Problem to solve: Include in the output the line containing "Record the location of each instance of the hydrangea leaf" and each subsequent line of the records, through the end, transcribed exactly. Add nothing else.

____

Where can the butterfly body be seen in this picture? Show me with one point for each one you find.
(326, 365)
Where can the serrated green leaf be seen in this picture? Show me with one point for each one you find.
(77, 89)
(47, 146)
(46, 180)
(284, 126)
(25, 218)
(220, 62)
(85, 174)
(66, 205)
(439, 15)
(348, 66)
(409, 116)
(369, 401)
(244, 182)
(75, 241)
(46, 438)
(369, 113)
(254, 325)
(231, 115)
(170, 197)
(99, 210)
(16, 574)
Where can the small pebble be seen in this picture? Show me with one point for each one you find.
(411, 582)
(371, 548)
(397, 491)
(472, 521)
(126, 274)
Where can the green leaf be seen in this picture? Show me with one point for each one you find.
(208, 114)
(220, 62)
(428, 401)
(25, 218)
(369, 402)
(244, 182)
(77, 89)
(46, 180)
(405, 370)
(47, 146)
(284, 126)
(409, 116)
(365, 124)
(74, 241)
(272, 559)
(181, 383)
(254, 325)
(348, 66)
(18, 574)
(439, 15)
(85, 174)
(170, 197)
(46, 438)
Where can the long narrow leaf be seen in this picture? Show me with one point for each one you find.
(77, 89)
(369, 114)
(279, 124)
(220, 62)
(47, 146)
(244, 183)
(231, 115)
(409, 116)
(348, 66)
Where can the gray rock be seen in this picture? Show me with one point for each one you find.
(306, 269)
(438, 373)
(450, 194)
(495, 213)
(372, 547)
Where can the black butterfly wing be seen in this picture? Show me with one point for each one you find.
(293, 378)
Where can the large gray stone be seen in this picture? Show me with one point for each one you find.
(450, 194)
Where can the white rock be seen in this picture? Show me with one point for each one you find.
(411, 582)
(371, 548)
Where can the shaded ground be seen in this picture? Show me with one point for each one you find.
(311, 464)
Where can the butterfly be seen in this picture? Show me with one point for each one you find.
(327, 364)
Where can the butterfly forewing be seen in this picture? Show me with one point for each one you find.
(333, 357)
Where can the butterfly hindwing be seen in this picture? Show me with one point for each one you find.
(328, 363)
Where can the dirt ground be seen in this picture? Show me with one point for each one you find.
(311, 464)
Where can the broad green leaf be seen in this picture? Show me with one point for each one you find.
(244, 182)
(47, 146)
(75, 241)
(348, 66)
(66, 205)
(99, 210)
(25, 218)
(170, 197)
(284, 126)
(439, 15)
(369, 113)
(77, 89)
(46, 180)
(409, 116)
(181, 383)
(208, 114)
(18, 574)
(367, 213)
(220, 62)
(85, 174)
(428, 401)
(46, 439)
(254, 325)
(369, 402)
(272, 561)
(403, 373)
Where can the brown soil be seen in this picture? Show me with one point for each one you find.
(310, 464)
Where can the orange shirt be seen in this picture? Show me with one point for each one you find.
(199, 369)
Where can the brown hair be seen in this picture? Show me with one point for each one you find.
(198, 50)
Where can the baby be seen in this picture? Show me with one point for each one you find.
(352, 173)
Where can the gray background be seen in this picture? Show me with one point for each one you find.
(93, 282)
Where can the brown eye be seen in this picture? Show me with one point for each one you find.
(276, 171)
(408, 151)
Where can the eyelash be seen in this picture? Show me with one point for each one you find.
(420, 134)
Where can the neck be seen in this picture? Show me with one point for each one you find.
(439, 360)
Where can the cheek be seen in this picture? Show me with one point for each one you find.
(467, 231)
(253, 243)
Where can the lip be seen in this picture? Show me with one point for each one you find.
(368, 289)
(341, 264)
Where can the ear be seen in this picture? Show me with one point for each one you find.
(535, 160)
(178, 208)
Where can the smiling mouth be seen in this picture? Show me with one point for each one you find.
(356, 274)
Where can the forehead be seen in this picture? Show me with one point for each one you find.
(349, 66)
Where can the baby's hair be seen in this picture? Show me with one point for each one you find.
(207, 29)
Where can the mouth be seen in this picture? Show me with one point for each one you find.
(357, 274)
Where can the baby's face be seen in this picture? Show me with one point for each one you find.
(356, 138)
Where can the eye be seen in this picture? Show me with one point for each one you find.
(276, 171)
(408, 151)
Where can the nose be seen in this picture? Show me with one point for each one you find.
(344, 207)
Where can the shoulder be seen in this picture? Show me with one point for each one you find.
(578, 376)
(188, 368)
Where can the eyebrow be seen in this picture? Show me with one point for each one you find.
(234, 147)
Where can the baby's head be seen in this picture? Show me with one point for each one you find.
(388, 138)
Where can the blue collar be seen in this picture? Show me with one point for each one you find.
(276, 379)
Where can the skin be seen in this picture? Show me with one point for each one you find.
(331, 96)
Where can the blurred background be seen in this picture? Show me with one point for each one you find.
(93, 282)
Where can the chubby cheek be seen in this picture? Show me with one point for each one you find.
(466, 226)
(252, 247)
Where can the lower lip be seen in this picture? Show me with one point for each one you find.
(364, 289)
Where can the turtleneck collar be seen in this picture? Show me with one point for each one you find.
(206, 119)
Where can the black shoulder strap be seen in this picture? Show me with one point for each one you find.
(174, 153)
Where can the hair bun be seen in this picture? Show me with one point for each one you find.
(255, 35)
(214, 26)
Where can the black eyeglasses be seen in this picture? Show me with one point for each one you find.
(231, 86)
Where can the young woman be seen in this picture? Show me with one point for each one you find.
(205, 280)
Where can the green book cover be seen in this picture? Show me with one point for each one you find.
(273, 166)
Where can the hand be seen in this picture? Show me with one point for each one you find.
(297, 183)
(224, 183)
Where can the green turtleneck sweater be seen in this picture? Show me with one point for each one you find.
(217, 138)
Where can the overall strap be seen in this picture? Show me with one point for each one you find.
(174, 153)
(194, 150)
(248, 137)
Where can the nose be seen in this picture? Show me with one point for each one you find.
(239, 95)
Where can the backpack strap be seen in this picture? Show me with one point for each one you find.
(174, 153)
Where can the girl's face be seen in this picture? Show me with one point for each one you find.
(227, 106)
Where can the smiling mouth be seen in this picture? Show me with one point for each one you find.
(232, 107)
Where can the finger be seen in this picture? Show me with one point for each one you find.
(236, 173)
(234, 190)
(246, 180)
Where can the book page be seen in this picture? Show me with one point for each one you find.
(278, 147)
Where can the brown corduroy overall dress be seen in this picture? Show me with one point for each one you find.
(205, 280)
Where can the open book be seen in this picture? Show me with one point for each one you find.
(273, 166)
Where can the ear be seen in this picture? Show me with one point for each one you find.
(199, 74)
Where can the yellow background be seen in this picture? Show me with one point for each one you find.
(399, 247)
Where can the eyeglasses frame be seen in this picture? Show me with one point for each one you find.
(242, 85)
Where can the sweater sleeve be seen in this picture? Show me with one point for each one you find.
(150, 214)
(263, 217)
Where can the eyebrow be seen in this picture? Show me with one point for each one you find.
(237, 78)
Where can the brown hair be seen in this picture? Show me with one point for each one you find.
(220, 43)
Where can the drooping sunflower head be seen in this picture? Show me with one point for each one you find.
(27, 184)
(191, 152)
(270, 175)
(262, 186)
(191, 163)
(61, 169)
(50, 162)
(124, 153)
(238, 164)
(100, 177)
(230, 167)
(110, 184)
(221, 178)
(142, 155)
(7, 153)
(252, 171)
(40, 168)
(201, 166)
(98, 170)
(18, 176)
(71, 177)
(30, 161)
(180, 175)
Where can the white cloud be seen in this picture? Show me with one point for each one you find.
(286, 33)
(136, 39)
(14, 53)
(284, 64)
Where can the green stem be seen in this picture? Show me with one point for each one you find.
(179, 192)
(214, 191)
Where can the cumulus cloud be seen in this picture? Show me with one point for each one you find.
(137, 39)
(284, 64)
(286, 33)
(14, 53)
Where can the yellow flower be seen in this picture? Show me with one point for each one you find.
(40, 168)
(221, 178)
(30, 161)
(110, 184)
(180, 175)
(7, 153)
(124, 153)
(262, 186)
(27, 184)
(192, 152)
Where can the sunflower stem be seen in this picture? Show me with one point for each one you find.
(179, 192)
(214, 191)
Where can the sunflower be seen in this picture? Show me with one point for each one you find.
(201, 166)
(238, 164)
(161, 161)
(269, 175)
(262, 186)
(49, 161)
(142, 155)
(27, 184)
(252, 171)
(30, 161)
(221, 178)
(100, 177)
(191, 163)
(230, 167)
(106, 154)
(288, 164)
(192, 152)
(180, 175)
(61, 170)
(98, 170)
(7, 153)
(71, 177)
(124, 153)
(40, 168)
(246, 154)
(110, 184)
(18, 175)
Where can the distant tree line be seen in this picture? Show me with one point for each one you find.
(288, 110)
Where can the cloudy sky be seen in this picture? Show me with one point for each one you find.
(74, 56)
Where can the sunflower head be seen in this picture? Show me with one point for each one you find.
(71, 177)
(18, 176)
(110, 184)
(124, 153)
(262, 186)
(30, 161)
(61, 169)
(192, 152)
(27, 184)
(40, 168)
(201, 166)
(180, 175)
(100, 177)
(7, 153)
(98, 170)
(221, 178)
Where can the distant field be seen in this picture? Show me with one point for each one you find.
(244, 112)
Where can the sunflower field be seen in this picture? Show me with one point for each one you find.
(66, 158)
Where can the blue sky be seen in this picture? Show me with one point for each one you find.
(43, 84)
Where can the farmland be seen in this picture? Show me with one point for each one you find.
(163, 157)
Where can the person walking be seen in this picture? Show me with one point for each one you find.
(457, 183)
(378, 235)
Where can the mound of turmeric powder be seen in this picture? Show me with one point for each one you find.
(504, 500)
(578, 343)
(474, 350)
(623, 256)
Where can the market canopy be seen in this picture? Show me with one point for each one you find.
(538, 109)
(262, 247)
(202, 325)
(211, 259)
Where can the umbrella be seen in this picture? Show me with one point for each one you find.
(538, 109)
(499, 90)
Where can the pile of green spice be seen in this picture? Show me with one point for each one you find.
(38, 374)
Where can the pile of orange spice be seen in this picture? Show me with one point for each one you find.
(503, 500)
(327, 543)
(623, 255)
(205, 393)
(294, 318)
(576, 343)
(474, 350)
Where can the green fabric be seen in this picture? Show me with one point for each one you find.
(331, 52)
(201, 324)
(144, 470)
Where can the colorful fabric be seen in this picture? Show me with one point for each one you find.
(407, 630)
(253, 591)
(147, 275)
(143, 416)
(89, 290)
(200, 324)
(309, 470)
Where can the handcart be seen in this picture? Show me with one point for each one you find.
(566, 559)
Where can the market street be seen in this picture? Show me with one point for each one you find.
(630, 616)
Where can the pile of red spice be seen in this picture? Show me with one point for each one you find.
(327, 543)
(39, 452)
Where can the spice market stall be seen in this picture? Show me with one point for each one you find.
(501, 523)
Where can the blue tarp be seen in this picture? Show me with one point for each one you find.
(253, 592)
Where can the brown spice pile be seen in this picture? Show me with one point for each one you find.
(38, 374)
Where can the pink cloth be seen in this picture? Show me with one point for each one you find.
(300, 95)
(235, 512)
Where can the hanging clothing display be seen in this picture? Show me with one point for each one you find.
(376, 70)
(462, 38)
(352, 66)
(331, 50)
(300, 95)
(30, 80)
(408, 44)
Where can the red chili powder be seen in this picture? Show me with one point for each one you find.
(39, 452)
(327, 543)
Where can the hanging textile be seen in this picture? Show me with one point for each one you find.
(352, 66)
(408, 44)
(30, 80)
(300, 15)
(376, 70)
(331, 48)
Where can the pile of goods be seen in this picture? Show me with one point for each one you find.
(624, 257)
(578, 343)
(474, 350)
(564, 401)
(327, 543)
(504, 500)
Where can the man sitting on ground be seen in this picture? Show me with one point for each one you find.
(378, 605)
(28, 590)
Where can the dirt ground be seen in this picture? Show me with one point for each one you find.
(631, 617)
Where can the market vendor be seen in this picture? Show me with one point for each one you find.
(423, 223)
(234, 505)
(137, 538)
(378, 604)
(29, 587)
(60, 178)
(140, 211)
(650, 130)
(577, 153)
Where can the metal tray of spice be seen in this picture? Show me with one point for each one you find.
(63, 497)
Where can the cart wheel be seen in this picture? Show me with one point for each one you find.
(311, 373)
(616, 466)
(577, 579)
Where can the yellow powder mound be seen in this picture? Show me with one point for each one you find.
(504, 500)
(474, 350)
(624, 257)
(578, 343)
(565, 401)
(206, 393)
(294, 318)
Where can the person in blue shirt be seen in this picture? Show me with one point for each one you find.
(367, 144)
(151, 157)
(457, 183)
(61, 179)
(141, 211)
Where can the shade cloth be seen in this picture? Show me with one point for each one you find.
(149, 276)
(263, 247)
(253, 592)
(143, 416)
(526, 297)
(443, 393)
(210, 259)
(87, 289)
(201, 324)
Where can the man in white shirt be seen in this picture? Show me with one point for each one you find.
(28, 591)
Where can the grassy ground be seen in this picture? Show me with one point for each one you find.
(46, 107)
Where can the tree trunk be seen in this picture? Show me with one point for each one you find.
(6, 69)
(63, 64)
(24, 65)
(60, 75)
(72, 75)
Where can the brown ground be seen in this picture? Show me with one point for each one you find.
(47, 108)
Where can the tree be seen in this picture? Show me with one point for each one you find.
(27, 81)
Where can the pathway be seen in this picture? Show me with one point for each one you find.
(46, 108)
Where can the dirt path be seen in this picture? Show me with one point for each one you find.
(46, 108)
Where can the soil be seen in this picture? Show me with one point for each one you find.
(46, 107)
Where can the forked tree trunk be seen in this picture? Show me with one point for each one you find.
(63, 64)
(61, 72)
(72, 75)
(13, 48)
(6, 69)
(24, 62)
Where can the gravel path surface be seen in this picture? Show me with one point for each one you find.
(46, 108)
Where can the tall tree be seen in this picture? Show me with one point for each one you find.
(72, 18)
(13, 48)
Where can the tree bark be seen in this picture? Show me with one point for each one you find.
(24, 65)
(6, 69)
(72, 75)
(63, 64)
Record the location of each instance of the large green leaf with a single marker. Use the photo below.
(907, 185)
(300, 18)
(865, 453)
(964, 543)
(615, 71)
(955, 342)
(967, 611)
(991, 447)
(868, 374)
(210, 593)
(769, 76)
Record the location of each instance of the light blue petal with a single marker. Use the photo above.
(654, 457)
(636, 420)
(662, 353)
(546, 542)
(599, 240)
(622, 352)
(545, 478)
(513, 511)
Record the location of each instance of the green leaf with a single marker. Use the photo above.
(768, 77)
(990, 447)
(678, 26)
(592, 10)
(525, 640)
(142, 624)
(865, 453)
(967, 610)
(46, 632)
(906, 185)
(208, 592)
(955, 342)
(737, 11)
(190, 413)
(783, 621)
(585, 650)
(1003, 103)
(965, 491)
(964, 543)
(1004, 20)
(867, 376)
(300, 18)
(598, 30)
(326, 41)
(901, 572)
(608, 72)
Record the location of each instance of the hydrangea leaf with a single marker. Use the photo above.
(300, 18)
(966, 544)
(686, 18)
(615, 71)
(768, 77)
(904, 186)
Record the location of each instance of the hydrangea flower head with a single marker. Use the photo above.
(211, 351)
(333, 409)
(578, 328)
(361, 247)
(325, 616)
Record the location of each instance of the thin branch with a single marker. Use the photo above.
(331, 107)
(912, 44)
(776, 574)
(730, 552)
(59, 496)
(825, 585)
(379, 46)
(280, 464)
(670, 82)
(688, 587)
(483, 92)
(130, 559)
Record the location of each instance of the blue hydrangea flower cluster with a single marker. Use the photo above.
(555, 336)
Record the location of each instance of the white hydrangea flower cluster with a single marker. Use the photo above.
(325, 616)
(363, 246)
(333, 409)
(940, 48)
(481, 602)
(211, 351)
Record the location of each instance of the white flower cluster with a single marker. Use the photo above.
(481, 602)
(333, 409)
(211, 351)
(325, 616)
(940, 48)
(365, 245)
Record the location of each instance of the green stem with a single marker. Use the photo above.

____

Result of this task:
Record the location of each instance of the hydrangea leaf with a single marker. Use the photo above.
(300, 18)
(966, 544)
(686, 18)
(615, 71)
(768, 77)
(904, 186)
Record the location of each instance of the hydrangea flower head with a single marker. Use the photo above.
(211, 351)
(333, 409)
(578, 328)
(361, 247)
(325, 616)
Record the location of each instance of the thin branch with a single marker. Use the photo above.
(331, 107)
(912, 44)
(776, 574)
(730, 552)
(59, 496)
(825, 585)
(379, 46)
(280, 464)
(670, 82)
(688, 587)
(483, 92)
(130, 559)
Record the location of each instance of the blue hydrangea flower cluster with a single marker. Use the photo above.
(555, 336)
Record the location of each instance of the white hydrangea flower cluster with a single marker. Use the photo above.
(325, 616)
(363, 246)
(333, 409)
(940, 48)
(481, 602)
(211, 351)
Record the location of each instance of the white flower cluster with a single marker. Use the photo above.
(481, 602)
(333, 409)
(211, 351)
(325, 616)
(940, 48)
(365, 245)
Record the location of each instance of the green stem with a single marker. Use the photo above.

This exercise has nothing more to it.